Aim of the exercise: Retype the data below without altering anything.

--- Start of Materials provided ---

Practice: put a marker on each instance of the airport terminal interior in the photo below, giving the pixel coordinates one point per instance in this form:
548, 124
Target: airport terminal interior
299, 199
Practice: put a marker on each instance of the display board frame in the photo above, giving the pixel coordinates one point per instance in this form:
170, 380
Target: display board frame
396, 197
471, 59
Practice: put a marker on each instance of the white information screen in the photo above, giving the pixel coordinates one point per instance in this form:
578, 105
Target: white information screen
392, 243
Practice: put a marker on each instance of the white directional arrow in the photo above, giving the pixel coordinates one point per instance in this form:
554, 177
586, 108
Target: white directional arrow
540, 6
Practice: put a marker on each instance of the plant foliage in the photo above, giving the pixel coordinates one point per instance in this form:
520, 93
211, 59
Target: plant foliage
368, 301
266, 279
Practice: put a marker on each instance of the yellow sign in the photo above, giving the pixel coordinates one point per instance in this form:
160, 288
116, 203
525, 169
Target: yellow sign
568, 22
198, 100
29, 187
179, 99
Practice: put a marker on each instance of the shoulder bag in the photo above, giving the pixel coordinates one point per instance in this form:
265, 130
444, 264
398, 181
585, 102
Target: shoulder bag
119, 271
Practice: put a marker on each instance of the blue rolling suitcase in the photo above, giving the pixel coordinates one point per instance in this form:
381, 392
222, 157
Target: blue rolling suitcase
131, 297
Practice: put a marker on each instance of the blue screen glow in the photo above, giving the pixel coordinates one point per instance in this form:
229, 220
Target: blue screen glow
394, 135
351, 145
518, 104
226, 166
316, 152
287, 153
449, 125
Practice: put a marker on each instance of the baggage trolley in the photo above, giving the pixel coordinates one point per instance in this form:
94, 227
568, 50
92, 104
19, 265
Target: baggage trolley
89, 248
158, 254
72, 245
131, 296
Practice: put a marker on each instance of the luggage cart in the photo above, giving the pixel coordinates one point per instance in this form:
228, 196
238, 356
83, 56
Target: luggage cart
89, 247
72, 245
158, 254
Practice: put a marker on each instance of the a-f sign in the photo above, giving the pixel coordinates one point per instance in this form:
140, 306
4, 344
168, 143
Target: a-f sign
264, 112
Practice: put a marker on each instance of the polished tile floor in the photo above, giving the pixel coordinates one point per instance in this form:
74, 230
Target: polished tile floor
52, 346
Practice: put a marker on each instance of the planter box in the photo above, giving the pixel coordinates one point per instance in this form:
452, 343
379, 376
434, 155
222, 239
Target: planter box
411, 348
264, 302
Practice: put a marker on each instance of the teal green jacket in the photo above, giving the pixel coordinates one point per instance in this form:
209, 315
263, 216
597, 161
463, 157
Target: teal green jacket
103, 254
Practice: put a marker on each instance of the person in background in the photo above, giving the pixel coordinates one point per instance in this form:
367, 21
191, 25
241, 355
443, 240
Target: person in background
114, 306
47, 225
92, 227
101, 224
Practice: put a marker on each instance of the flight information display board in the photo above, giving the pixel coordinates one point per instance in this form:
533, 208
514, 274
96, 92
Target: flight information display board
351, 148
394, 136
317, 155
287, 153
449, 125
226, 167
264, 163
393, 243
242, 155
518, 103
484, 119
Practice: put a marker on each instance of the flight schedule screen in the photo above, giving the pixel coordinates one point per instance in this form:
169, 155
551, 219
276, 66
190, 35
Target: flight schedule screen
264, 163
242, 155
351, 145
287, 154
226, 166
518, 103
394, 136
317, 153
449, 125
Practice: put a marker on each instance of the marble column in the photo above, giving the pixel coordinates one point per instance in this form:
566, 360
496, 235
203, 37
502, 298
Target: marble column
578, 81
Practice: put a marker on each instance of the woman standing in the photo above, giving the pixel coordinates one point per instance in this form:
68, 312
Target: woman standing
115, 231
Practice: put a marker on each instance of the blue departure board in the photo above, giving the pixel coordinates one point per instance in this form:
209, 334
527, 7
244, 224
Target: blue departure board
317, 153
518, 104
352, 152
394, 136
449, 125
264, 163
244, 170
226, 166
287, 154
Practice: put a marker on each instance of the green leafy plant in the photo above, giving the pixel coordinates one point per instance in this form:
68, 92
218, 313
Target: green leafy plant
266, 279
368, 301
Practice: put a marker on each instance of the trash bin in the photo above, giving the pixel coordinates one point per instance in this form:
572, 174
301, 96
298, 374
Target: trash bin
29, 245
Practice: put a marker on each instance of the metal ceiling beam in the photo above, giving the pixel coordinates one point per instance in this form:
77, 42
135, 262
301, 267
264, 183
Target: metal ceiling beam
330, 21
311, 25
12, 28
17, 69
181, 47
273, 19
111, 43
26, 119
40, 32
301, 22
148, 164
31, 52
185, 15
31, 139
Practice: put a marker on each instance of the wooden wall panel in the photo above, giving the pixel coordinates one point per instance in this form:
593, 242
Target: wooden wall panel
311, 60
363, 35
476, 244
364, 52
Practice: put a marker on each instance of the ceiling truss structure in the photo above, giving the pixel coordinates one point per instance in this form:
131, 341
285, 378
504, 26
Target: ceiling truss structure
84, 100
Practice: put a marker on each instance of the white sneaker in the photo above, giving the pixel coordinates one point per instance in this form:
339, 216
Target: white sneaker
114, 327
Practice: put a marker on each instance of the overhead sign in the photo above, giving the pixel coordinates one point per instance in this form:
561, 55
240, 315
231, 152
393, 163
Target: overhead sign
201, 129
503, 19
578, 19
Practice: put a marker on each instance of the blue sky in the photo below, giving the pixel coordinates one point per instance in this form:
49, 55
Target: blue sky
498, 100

--- End of Materials provided ---

Answer for the task:
Practice: put a marker on each instance of the airport terminal interior in the photo below, giving the pixel coordinates one point per instance in this form:
548, 124
Target: airport terminal interior
299, 199
Practice: put a marker on each instance of the display board frame in the photo above, giving the pixel coordinates one point per instance in this form:
170, 380
Target: display board frame
396, 197
471, 59
Practice: put a marker on each instance of the white information screen in the photo above, giving the pixel coordinates one point per instance in this form:
578, 105
Target: white information screen
392, 243
Practice: put a marker on each instance of the white directional arrow in the photo above, giving the pixel coordinates one point per instance in this form:
554, 177
586, 108
Target: white directional arrow
540, 6
Practice: put a marker on each instance of the plant foliage in the photo above, giving the pixel coordinates one point per instance in this form:
520, 93
211, 59
Target: plant foliage
368, 301
266, 279
Practice: put a marker on each instance of the yellow sign in the photo above, giving the pixel coordinates one point per instance in this form:
160, 288
116, 203
525, 169
Target: yellow sign
568, 22
198, 100
29, 187
179, 99
Practice: put a marker on each instance of the shoulder bag in the photo above, giving the pixel coordinates one point per instance in this form:
265, 130
444, 264
398, 181
585, 102
Target: shoulder bag
119, 271
Practice: put a marker on each instance of the blue rolling suitcase in the photo above, giving the pixel coordinates one point per instance in this form:
381, 392
222, 157
Target: blue rolling suitcase
131, 297
Practice: put a marker on each instance of the blue screen glow in the photo above, giving the pixel coordinates one point per instance in this form:
229, 220
Target: blue screen glow
394, 135
351, 145
518, 104
226, 166
316, 152
287, 153
449, 125
Practice: put a marker on each instance of the baggage trolley in the photo above, giving the pixel coordinates one point per instance in this form:
94, 227
568, 50
92, 104
19, 265
Target: baggage trolley
89, 248
158, 254
72, 245
131, 296
Practice: put a marker on each instance of the luggage cart in the photo above, giving the pixel coordinates one point per instance in this form:
228, 196
238, 356
83, 56
Target: luggage cart
89, 247
72, 245
158, 254
Practice: put a marker on each instance of the a-f sign in the photo above, giving the pixel coordinates one point per instance in this form:
140, 306
4, 344
168, 143
Target: a-f sign
264, 112
Practice: put a marker on each instance of the polished tile floor in the photo above, giving the pixel coordinates one point per instance in this form:
74, 230
Target: polished tile floor
52, 346
Practice: put a marker on each instance of the planter box in the photo above, giving the pixel coordinates one point per instance in this form:
452, 343
379, 376
434, 155
222, 239
Target: planter box
411, 348
264, 302
Practice: put a marker on each instance of the teal green jacket in the photo above, giving the pixel coordinates one point per instance in this form:
209, 315
263, 216
597, 161
463, 157
Target: teal green jacket
103, 254
Practice: put a marker on each instance of the person in background in the photo above, giving the pixel coordinates one point per instance in this form:
367, 21
191, 25
241, 355
443, 240
Target: person in background
114, 306
47, 225
92, 227
101, 224
Practice: put a marker on each instance of the flight information display board in the photo above, giving the pixel coordinates one point per instance in this form:
533, 208
514, 274
96, 92
Target: flight information display board
351, 148
394, 136
317, 155
287, 153
449, 125
226, 167
264, 163
393, 243
242, 155
518, 103
484, 119
Practice: put a marker on each instance of the flight schedule screen in the photo above, giving the pixel coordinates one point per instance in this form:
169, 155
551, 219
276, 66
190, 35
Target: flight schedule screen
264, 163
242, 155
351, 145
287, 154
226, 166
518, 103
394, 136
317, 153
449, 125
Practice: put a marker on each instance of the marble column in the photo above, giving the pixel coordinates one point per instance in this form:
566, 360
496, 235
203, 37
502, 298
Target: marble column
578, 81
Practice: put a marker on each instance of the woman standing in the photo above, giving the pixel coordinates one point per instance in this form:
68, 312
Target: woman standing
115, 231
Practice: put a marker on each instance of the blue departure board in the photo above, giving the pixel coordinates one point per instance in this form:
209, 334
527, 7
244, 224
Target: blue departure board
317, 153
518, 104
352, 152
394, 136
449, 125
264, 163
244, 170
226, 166
287, 154
Practice: put a marker on each instance of the green leafy plant in the photo above, giving the pixel coordinates one point per instance in this form:
68, 92
218, 313
Target: green leafy plant
266, 279
368, 301
Practice: put a marker on each instance of the trash bin in the photo above, giving the pixel coordinates one point per instance in this form:
572, 174
301, 96
298, 374
Target: trash bin
29, 245
Practice: put a marker on each instance of the metal ceiling beam in the photo above, giving the pixel coordinates one point per instance in this form:
77, 42
135, 262
301, 267
264, 183
Target: metal ceiling beam
330, 21
311, 25
12, 28
17, 69
181, 47
273, 19
111, 43
26, 119
40, 32
301, 22
148, 164
31, 52
185, 15
31, 139
Practice: put a marker on each instance of the wooden wall panel in the photo above, giving the pixel coordinates one point per instance in this form:
593, 242
Target: wooden wall panel
311, 60
363, 35
476, 244
364, 52
Practice: put a marker on each instance of the ceiling truss structure in the photo above, giving the pixel coordinates one point per instance in this form:
131, 341
285, 378
504, 26
Target: ceiling truss structure
84, 100
Practice: put a marker on each instance of the white sneaker in the photo above, giving the pixel coordinates one point per instance in this form:
339, 216
Target: white sneaker
114, 327
Practice: put a marker on each instance of the overhead sign in the photo above, giving the pixel coordinates one point per instance in this form:
561, 55
240, 315
231, 152
393, 163
Target: overhead sign
201, 129
503, 19
578, 19
Practice: put a marker on each instance of the blue sky in the photo below, giving the pixel coordinates one point per instance in this form:
49, 55
Target: blue sky
498, 100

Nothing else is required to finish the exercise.